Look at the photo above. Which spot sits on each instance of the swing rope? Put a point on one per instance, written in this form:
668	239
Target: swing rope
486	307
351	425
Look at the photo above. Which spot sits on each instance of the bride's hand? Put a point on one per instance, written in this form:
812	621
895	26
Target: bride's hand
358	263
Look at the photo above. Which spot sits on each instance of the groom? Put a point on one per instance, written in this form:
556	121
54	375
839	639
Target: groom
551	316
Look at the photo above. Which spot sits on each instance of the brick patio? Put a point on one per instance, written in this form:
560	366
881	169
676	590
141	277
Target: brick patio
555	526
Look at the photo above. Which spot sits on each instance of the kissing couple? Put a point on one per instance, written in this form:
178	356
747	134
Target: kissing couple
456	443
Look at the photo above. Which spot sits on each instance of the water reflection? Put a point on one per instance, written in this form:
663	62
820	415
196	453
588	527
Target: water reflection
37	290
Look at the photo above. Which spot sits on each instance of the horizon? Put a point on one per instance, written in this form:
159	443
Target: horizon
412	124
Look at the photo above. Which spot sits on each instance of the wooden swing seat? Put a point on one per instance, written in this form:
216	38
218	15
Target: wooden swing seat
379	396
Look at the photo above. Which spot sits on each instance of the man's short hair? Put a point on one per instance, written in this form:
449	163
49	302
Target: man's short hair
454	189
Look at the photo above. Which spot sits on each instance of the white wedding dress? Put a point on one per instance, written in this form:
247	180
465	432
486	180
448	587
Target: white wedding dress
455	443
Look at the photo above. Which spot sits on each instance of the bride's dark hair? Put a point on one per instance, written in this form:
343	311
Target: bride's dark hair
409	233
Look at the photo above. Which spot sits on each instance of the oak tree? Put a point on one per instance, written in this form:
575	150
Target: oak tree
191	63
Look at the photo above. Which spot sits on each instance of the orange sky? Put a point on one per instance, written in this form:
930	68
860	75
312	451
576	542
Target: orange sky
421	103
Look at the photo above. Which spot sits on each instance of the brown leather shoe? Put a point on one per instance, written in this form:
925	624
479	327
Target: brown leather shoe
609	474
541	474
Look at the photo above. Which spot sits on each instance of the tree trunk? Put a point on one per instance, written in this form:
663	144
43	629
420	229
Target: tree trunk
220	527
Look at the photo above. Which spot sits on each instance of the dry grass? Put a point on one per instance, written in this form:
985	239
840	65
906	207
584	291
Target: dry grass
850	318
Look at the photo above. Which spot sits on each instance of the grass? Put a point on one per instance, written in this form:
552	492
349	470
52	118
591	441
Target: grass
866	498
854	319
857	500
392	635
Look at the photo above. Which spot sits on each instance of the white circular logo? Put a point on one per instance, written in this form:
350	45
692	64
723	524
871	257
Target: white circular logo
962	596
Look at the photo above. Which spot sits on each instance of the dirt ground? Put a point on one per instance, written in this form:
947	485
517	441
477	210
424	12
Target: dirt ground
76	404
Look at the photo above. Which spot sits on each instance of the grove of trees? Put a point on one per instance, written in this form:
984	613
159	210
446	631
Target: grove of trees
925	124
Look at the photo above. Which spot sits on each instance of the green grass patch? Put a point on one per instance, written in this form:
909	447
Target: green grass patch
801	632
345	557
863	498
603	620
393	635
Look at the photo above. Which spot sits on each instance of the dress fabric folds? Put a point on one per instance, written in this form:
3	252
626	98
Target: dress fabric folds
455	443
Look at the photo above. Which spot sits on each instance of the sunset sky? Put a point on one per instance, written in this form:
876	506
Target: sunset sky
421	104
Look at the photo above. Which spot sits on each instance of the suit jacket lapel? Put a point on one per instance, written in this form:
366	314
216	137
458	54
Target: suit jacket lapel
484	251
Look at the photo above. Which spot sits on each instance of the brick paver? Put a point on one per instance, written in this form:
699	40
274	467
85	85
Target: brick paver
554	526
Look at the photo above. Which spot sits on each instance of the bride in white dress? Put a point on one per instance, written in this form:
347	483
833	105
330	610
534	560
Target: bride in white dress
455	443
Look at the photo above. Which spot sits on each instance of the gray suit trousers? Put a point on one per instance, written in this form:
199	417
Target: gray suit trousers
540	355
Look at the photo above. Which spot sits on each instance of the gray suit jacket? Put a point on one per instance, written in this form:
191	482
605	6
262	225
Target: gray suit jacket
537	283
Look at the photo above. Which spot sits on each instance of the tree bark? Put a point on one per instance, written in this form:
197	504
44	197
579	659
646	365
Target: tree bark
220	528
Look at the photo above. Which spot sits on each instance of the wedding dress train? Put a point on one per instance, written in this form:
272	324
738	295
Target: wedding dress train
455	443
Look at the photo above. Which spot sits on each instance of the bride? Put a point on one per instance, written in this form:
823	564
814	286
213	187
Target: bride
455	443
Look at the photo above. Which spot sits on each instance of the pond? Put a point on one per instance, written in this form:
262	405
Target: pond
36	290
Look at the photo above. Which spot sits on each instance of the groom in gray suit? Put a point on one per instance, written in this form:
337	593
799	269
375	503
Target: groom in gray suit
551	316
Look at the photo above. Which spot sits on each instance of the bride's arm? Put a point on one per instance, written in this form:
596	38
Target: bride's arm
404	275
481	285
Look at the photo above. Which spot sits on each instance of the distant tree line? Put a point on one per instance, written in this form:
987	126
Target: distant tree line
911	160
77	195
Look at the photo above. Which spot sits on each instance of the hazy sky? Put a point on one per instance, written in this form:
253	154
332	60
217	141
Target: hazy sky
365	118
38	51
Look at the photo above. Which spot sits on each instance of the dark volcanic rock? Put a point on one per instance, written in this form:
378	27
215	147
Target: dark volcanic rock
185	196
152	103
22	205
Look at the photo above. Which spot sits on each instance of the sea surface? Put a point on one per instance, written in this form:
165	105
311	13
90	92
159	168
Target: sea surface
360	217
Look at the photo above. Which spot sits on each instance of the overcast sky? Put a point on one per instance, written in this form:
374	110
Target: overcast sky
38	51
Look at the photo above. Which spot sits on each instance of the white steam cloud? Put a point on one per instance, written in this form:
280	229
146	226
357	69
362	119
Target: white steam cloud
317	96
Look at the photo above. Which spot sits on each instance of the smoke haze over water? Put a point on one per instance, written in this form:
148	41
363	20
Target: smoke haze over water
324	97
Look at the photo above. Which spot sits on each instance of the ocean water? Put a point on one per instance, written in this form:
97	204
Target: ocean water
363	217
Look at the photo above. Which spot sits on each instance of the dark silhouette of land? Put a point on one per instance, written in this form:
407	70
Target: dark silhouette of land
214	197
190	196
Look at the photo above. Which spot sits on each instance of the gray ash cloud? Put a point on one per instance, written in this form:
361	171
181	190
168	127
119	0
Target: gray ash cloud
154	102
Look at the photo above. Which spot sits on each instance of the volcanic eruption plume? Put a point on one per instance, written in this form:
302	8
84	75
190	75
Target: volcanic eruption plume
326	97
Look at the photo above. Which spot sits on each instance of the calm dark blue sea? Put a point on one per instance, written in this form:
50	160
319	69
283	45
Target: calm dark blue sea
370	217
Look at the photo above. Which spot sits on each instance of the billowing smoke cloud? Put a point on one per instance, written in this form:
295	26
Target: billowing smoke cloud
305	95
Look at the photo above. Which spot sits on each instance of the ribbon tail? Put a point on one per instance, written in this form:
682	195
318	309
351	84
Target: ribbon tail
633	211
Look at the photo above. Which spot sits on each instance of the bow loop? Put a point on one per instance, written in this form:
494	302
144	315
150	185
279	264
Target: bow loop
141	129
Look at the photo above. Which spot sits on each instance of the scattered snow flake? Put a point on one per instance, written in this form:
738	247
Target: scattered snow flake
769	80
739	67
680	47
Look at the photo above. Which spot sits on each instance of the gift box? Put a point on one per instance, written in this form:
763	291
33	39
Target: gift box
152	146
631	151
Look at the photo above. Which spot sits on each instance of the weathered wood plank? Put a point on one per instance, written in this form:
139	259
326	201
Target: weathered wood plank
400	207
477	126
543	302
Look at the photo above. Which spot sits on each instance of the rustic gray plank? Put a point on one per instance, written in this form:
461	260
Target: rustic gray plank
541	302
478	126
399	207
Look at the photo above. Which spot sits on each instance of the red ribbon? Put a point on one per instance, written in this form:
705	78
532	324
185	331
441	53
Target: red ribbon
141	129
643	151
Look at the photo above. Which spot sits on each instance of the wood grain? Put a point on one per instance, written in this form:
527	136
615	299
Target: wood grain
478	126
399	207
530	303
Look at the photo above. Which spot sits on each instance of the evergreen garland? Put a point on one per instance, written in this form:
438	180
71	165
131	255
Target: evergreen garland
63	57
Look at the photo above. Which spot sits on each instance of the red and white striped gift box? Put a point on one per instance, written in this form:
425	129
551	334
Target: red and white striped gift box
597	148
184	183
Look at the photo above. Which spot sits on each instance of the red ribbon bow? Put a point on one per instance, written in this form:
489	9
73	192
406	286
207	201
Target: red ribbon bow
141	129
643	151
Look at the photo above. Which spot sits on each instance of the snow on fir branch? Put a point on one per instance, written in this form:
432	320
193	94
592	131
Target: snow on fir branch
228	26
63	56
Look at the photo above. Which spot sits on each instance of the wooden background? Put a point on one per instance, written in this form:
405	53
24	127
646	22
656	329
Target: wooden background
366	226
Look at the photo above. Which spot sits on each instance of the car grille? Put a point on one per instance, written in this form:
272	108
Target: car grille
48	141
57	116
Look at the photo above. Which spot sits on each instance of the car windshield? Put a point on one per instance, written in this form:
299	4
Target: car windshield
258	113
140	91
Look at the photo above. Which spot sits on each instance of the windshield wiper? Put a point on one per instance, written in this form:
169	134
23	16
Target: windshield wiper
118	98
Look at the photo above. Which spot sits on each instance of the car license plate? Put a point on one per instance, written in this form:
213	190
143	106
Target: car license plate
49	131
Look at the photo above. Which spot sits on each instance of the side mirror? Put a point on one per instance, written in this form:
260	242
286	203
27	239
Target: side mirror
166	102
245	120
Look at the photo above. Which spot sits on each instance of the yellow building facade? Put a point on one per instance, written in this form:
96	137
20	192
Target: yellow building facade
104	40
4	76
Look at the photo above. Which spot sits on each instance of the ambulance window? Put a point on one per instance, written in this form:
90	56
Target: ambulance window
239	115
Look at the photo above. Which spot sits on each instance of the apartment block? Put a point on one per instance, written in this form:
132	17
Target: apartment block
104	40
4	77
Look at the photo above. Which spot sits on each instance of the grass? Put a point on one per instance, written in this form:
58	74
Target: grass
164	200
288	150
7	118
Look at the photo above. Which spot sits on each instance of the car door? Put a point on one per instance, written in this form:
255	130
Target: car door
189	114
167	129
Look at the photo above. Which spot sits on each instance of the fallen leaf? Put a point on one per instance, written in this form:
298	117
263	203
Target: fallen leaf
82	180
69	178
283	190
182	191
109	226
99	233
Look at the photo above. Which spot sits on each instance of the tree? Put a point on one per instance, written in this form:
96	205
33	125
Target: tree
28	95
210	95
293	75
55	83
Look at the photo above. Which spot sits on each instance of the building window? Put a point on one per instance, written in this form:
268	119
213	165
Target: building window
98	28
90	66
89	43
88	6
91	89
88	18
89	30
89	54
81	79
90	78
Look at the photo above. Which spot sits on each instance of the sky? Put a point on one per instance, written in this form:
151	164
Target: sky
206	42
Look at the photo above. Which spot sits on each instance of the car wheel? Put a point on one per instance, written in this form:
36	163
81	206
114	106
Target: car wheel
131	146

__STATED GOAL__
Reproduce verbatim every line of the items above, from the line containing "of the tree?" down to the last line of the items, including both of those lines.

__SOLUTION BELOW__
Look at the photo above. Which spot sits on each instance of the tree? Put a point on one per instance, written in this form:
96	205
33	125
Target: tree
28	95
210	95
293	75
55	83
Look at the photo above. Which spot sits on each instance of the building window? Put a point on one per instance, written in this form:
268	119
213	165
Target: building window
98	28
90	66
89	43
88	6
91	89
88	18
89	30
89	54
81	79
90	78
Look at the photo above. Which spot sits on each instance of the sky? Put a point on one per instance, written in this form:
151	164
Target: sky
206	42
Look at the photo above. Which spot sits on each instance of the car wheel? Put a point on one per instance, written in this form:
36	163
81	206
114	106
Target: car wheel
131	146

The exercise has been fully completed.